The records:
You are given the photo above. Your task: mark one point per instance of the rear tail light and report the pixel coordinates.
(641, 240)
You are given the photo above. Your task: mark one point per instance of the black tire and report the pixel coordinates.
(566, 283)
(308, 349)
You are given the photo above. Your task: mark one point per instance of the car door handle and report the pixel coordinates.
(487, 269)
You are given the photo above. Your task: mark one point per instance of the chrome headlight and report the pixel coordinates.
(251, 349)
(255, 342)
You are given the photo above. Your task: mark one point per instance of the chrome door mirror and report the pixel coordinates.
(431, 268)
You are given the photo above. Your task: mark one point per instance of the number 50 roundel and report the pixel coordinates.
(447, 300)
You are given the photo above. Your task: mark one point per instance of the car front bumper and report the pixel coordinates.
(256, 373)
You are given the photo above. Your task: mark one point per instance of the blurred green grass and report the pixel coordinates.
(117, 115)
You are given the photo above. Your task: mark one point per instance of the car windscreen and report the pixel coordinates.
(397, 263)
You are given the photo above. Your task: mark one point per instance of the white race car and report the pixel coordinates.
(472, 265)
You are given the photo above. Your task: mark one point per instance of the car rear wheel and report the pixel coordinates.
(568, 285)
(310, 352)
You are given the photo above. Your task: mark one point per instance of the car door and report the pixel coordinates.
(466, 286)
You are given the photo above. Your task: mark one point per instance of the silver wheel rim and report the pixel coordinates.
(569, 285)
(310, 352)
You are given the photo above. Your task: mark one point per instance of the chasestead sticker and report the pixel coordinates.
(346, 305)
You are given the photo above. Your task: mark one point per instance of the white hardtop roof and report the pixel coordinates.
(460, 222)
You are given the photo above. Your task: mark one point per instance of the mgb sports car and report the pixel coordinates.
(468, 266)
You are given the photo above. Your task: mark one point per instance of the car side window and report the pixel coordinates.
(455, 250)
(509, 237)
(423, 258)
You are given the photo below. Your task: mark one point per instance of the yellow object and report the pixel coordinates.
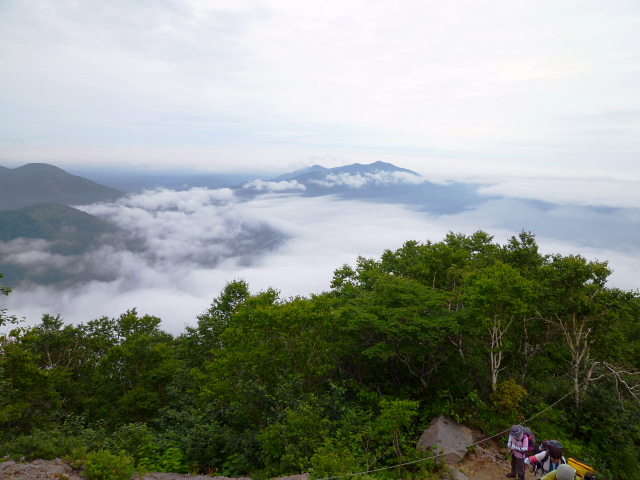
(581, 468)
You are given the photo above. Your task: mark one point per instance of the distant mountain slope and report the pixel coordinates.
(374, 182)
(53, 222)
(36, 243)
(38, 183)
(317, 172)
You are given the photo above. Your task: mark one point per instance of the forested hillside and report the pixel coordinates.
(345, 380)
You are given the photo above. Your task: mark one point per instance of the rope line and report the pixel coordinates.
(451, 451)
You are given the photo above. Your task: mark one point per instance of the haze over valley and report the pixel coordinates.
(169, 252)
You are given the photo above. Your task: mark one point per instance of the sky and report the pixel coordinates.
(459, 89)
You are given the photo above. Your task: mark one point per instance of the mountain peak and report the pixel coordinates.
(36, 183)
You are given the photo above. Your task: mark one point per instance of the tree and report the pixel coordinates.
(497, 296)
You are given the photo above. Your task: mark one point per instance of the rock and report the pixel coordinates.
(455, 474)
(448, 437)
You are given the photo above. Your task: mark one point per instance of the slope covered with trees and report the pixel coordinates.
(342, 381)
--
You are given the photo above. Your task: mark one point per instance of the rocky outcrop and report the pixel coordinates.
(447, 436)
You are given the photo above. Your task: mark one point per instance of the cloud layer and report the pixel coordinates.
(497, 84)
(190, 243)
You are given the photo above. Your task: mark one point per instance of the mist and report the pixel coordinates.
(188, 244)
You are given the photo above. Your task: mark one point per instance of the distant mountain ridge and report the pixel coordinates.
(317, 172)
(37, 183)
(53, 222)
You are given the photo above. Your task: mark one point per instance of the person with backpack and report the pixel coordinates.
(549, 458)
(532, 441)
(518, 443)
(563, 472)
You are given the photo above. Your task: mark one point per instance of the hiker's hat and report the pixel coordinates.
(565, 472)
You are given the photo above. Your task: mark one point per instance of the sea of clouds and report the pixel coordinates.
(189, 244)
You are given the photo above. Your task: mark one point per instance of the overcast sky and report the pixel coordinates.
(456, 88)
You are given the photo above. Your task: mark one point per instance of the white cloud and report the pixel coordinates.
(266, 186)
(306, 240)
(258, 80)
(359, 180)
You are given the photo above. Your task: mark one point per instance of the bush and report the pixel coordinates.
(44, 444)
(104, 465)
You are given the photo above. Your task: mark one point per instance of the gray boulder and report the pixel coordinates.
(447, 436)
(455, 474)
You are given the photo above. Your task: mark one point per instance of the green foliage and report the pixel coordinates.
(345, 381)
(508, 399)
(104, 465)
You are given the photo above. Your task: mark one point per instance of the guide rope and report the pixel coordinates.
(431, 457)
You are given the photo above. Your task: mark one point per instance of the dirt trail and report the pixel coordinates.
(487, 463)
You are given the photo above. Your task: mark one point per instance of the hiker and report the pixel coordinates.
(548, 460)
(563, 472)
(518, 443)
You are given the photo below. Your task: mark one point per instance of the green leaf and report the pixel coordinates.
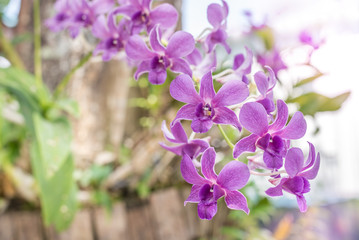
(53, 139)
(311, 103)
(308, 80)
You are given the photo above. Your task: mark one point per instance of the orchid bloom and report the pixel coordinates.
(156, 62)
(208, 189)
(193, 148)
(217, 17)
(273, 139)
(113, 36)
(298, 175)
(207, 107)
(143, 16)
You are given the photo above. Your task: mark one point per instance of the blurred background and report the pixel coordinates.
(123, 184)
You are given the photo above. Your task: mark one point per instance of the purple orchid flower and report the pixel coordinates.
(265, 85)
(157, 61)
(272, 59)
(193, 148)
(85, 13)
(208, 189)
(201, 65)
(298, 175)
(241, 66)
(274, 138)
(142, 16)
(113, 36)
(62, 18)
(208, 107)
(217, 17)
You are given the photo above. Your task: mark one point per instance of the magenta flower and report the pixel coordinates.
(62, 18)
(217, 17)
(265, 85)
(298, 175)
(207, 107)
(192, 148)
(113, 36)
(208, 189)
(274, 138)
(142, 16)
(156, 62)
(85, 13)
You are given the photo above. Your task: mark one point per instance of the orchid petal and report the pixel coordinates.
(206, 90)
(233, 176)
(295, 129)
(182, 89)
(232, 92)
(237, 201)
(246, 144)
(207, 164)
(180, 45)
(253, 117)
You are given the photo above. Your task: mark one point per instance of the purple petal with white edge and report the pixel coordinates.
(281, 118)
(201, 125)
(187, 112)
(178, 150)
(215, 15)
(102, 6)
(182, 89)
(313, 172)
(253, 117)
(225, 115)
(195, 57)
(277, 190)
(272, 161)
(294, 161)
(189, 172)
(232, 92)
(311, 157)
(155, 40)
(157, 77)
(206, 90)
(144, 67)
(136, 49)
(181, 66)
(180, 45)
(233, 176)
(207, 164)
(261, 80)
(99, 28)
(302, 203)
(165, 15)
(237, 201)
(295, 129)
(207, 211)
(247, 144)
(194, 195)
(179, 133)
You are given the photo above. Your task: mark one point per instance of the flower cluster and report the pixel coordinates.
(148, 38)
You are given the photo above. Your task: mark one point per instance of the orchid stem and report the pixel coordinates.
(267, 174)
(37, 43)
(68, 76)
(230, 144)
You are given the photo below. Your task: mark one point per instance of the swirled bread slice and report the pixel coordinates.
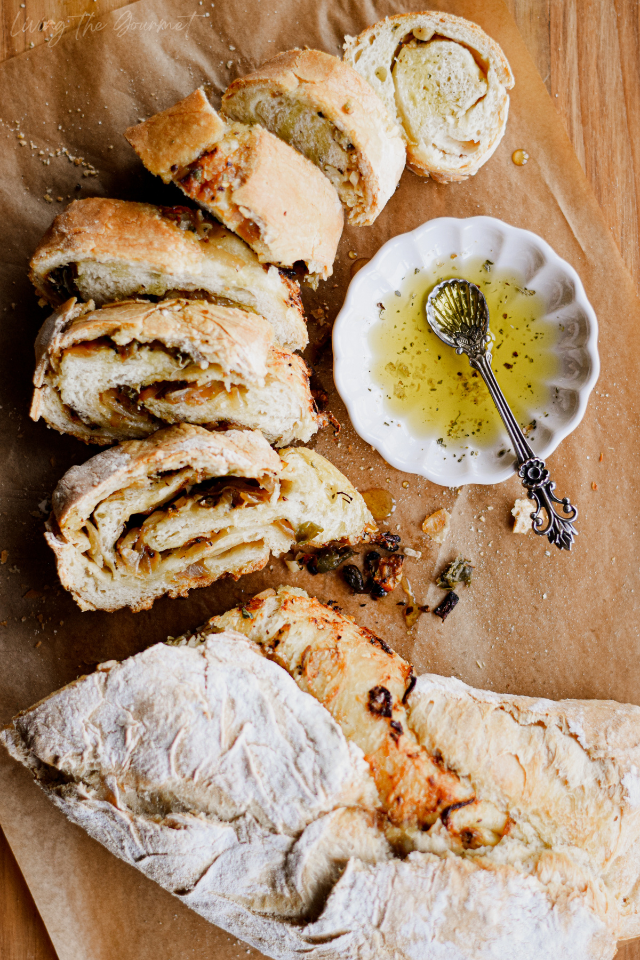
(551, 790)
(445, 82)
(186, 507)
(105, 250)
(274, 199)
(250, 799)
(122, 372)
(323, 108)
---
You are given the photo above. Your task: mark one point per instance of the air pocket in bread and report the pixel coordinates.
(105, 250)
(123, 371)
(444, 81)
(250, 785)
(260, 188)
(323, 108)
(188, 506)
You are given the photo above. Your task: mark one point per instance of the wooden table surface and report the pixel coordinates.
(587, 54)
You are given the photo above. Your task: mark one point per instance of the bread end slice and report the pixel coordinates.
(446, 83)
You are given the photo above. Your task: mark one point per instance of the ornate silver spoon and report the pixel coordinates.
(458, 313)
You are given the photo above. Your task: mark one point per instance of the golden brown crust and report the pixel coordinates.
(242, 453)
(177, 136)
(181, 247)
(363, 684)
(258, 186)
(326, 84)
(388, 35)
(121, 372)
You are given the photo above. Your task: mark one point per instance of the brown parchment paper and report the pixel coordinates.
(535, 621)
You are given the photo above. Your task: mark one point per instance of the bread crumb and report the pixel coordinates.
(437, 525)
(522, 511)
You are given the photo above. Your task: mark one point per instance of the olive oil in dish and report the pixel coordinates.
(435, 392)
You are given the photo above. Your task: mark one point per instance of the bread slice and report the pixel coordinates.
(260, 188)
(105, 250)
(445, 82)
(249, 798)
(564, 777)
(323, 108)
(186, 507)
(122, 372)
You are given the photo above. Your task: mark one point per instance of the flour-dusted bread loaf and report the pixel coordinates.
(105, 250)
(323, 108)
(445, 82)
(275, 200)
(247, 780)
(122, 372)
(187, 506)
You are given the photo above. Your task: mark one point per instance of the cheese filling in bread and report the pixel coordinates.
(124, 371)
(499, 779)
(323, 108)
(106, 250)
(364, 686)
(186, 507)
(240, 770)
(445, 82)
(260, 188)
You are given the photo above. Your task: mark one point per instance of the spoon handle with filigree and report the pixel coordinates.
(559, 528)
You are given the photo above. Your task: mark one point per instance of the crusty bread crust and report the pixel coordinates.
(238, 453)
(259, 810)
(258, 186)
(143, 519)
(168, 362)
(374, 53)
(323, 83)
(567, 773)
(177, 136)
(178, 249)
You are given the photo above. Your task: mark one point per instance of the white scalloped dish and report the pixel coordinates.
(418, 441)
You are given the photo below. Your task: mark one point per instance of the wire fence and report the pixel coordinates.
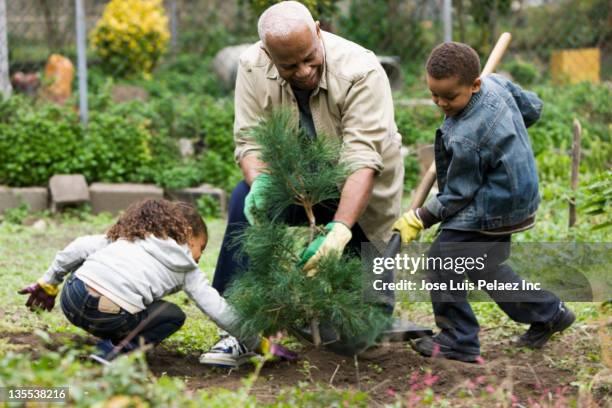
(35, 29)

What the task asks: Pick out every line in the rows above that contains the string "wheel", treating uppercase and lowercase as different, and copy each of those lines in full.

The completed task:
You are given the photo above. Your task: mark one point per instance of the car rear wheel and report the pixel coordinates.
You are given the photo above. Your task: mark one point per instance of the silver wheel rim and report the pixel coordinates.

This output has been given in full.